# [EXERCISE INSTRUCTIONS]
• a. In the blog post about polling on blocking Reform, what percentage of Green voters would vote Tory to keep Reform out?
• b. List every political party named in the blog post about polling on blocking Reform.
• c. Duplicate part of the blog post about polling on blocking Reform, beginning at the words "In the week, The" and stopping after the words "Tories' oligarch-friendly economics.".

# [DOCUMENT EXTRACT]
Friday, 7 November 2025

The Man Who Would Liquidate Labour

In the week, The Times published polling that suggested large number of Liberal Democrat and Green voters would be prepared to support Labour if they were the party best positioned to block Reform from winning a seat. 57% and 46% respectively, to be precise. Crazily, 39% of Lib Dems, 34% of Labour, and 19% of Greens would even vote Tory to keep Reform out. Something Nigel Farage would be grateful for as a lash up between the two is likely, considering the Tory adoption of outright racism, and Farage's new found love for the Tories' oligarch-friendly economics.

Of interest were comments from The Graun's political editor, Pippa Crerar. Reiterating one of Westminster's worst-kept secrets, she said that this polling backed up Morgan McSweeney's view. I.e. That people will vote Labour come what may to keep Farage out of office. The implication is clear. The political direction of the government doesn't need to change. "Even if they hate us, they hate Farage more," said Sweeney McMorgan, a close ally of the Prime Minister's chief of staff.

# [SUPPLIED MATERIAL]
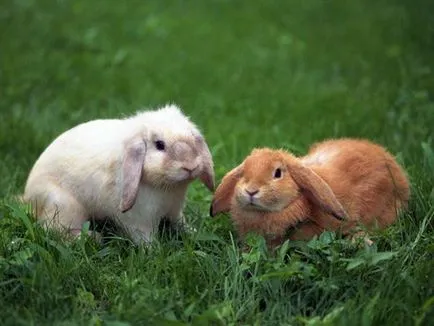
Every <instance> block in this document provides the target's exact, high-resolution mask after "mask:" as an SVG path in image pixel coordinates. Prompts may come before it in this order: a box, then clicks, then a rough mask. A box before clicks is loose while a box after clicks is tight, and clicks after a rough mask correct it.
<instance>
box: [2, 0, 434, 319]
mask: <svg viewBox="0 0 434 326" xmlns="http://www.w3.org/2000/svg"><path fill="white" fill-rule="evenodd" d="M433 9H434V8H433V5H432V4H431V3H428V2H426V1H422V0H414V1H412V2H411V3H409V2H407V1H404V0H394V1H375V2H374V1H361V0H353V1H351V2H348V1H343V0H332V1H314V0H307V1H295V0H291V1H280V2H277V1H269V2H266V3H265V2H264V1H223V0H210V1H207V2H203V1H198V0H192V1H188V2H186V1H165V2H164V3H163V2H161V1H154V0H151V1H146V2H143V1H128V2H119V1H112V0H107V1H105V2H104V3H95V2H89V1H83V0H76V1H56V2H54V1H48V0H39V1H34V0H20V1H18V0H17V1H9V2H3V3H0V43H1V51H0V157H1V160H0V175H1V176H2V178H1V180H0V198H1V202H0V230H1V231H0V307H1V309H0V319H1V320H2V324H4V325H29V324H30V325H51V324H53V325H54V324H55V325H89V324H90V325H112V326H115V325H118V326H119V325H137V324H147V325H152V324H154V325H186V324H193V325H208V324H215V325H354V326H356V325H363V326H365V325H417V326H421V325H430V324H432V323H433V322H434V223H433V219H434V154H433V153H434V139H433V132H432V130H433V125H434V100H433V98H434V97H433V89H434V75H433V67H434V60H433V58H434V47H433V39H434V16H433V15H434V10H433ZM167 102H176V103H178V104H179V105H181V106H182V107H183V108H184V110H185V112H186V113H187V114H188V115H189V116H191V118H192V120H193V121H195V122H196V123H197V124H198V125H199V126H200V127H201V129H202V130H203V132H204V134H205V136H206V139H207V141H208V143H209V146H210V148H211V151H212V153H213V157H214V160H215V167H216V176H217V180H220V179H221V177H222V176H223V175H224V174H225V173H226V172H227V171H228V170H229V169H231V168H232V167H233V166H234V165H235V164H238V163H239V162H240V161H241V160H242V159H243V158H244V156H245V155H246V154H247V153H248V152H250V150H251V149H252V148H253V147H260V146H270V147H275V148H279V147H282V148H286V149H289V150H291V151H294V152H295V153H297V154H300V153H304V152H305V151H306V149H307V147H308V146H309V145H310V144H311V143H312V142H315V141H318V140H321V139H324V138H328V137H340V136H351V137H366V138H369V139H372V140H374V141H376V142H378V143H380V144H383V145H384V146H386V147H387V148H388V149H389V150H390V151H391V152H393V153H395V154H396V155H397V157H398V159H399V161H400V162H401V163H402V164H403V165H404V166H405V168H406V170H407V171H408V174H409V177H410V179H411V182H412V199H411V202H410V208H409V210H408V212H407V213H405V214H403V215H402V216H401V218H400V219H399V220H398V221H397V223H395V225H393V226H392V227H390V228H388V229H387V230H383V231H381V232H380V231H379V232H377V233H375V234H373V235H372V239H373V240H374V241H375V244H374V246H372V247H364V246H357V245H355V244H352V243H351V242H350V241H348V240H346V239H342V238H340V237H339V236H338V235H336V234H334V233H330V232H325V233H324V234H322V235H321V236H320V237H318V238H315V239H313V240H312V241H309V242H286V243H285V244H284V245H282V246H281V248H280V249H279V250H278V252H277V253H276V254H274V255H273V254H271V253H269V252H268V251H267V250H266V247H265V244H264V240H263V239H262V238H260V237H255V236H252V237H251V238H250V239H249V245H250V249H249V250H248V251H246V252H242V251H241V250H240V248H239V246H238V243H237V237H236V233H235V232H234V229H233V226H232V224H231V222H230V219H229V217H227V216H220V217H218V218H215V219H211V218H209V216H208V208H209V204H210V200H211V196H212V194H210V193H208V192H207V191H206V190H205V189H204V188H203V187H202V186H201V185H200V184H199V183H194V184H193V185H192V186H191V188H190V189H189V194H188V203H187V204H188V205H187V207H186V210H185V214H186V217H187V220H188V221H189V222H190V223H191V224H192V225H193V226H194V227H195V228H196V229H197V231H196V232H163V234H162V235H161V236H160V237H159V238H157V240H156V241H155V242H154V243H152V245H150V246H149V247H144V246H134V245H133V244H132V243H131V242H130V241H129V240H128V239H126V238H124V237H122V235H118V234H115V235H111V236H108V237H106V238H105V240H104V243H103V244H100V243H98V242H96V241H95V240H94V239H93V238H92V237H88V236H84V237H81V238H80V239H78V240H76V241H72V242H70V241H65V240H64V239H63V237H62V236H61V235H60V234H57V233H56V232H50V231H45V230H44V229H42V228H41V226H40V225H39V224H38V223H37V222H36V221H35V220H34V218H33V217H32V216H31V215H30V214H29V213H28V209H27V208H26V207H24V206H22V205H20V204H18V203H16V202H14V200H12V199H11V198H13V196H14V195H16V194H19V193H21V192H22V191H23V187H24V184H25V180H26V177H27V174H28V172H29V171H30V168H31V167H32V164H33V163H34V161H35V160H36V159H37V157H38V155H39V154H40V153H41V152H42V151H43V149H44V148H45V147H46V146H47V145H48V144H49V143H50V142H51V141H52V140H53V139H54V137H56V136H57V135H58V134H59V133H60V132H62V131H64V130H66V129H68V128H70V127H72V126H74V125H76V124H78V123H80V122H83V121H87V120H90V119H94V118H108V117H118V116H125V115H128V114H131V113H132V112H134V111H135V110H137V109H141V108H143V107H153V106H156V105H161V104H164V103H167ZM84 227H85V228H87V227H89V225H85V226H84Z"/></svg>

# [SET OF ANSWERS]
• a. 19%

• b. Labour, Liberal Democrats, Greens, Reform, Tories

• c.
In the week, The Times published polling that suggested large number of Liberal Democrat and Green voters would be prepared to support Labour if they were the party best positioned to block Reform from winning a seat. 57% and 46% respectively, to be precise. Crazily, 39% of Lib Dems, 34% of Labour, and 19% of Greens would even vote Tory to keep Reform out. Something Nigel Farage would be grateful for as a lash up between the two is likely, considering the Tory adoption of outright racism, and Farage's new found love for the Tories' oligarch-friendly economics.